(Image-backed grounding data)
====

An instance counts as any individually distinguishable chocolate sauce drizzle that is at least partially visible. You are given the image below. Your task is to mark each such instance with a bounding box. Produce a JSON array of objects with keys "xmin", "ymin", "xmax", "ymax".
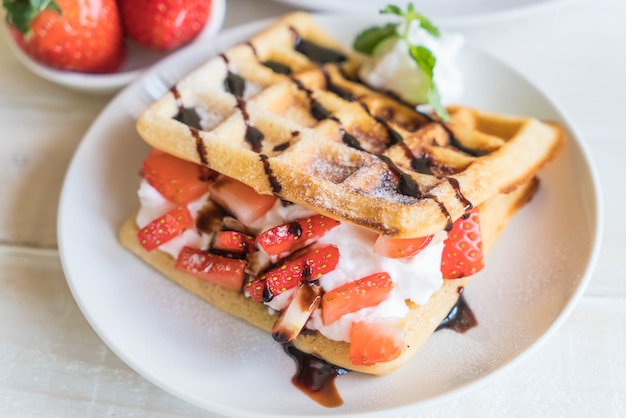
[
  {"xmin": 236, "ymin": 97, "xmax": 265, "ymax": 152},
  {"xmin": 415, "ymin": 109, "xmax": 487, "ymax": 157},
  {"xmin": 224, "ymin": 71, "xmax": 246, "ymax": 98},
  {"xmin": 288, "ymin": 221, "xmax": 303, "ymax": 237},
  {"xmin": 337, "ymin": 121, "xmax": 422, "ymax": 198},
  {"xmin": 219, "ymin": 54, "xmax": 267, "ymax": 153},
  {"xmin": 291, "ymin": 78, "xmax": 331, "ymax": 121},
  {"xmin": 260, "ymin": 154, "xmax": 282, "ymax": 194},
  {"xmin": 447, "ymin": 177, "xmax": 473, "ymax": 213},
  {"xmin": 321, "ymin": 68, "xmax": 356, "ymax": 102},
  {"xmin": 290, "ymin": 27, "xmax": 347, "ymax": 64},
  {"xmin": 436, "ymin": 289, "xmax": 478, "ymax": 333},
  {"xmin": 283, "ymin": 343, "xmax": 348, "ymax": 408},
  {"xmin": 170, "ymin": 86, "xmax": 208, "ymax": 164},
  {"xmin": 263, "ymin": 60, "xmax": 292, "ymax": 75}
]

====

# [ABOUT THIS EXERCISE]
The task calls for all records to be set down precisely, excluding any images.

# [EXERCISE RESULT]
An instance counts as any individually distinguishable chocolate sauce drizzle that is at least partially visible. You are given the image below. Your task is to mark each such instance with a bounding box. Produce a JSON array of objects with keys "xmin", "ymin", "xmax", "ymax".
[
  {"xmin": 236, "ymin": 97, "xmax": 265, "ymax": 152},
  {"xmin": 415, "ymin": 109, "xmax": 487, "ymax": 157},
  {"xmin": 224, "ymin": 71, "xmax": 246, "ymax": 98},
  {"xmin": 288, "ymin": 221, "xmax": 303, "ymax": 237},
  {"xmin": 337, "ymin": 121, "xmax": 422, "ymax": 198},
  {"xmin": 219, "ymin": 54, "xmax": 267, "ymax": 153},
  {"xmin": 291, "ymin": 78, "xmax": 331, "ymax": 121},
  {"xmin": 260, "ymin": 154, "xmax": 282, "ymax": 194},
  {"xmin": 447, "ymin": 177, "xmax": 473, "ymax": 213},
  {"xmin": 321, "ymin": 68, "xmax": 356, "ymax": 102},
  {"xmin": 290, "ymin": 27, "xmax": 347, "ymax": 64},
  {"xmin": 436, "ymin": 289, "xmax": 478, "ymax": 333},
  {"xmin": 283, "ymin": 343, "xmax": 348, "ymax": 408},
  {"xmin": 170, "ymin": 86, "xmax": 208, "ymax": 164},
  {"xmin": 263, "ymin": 60, "xmax": 292, "ymax": 75}
]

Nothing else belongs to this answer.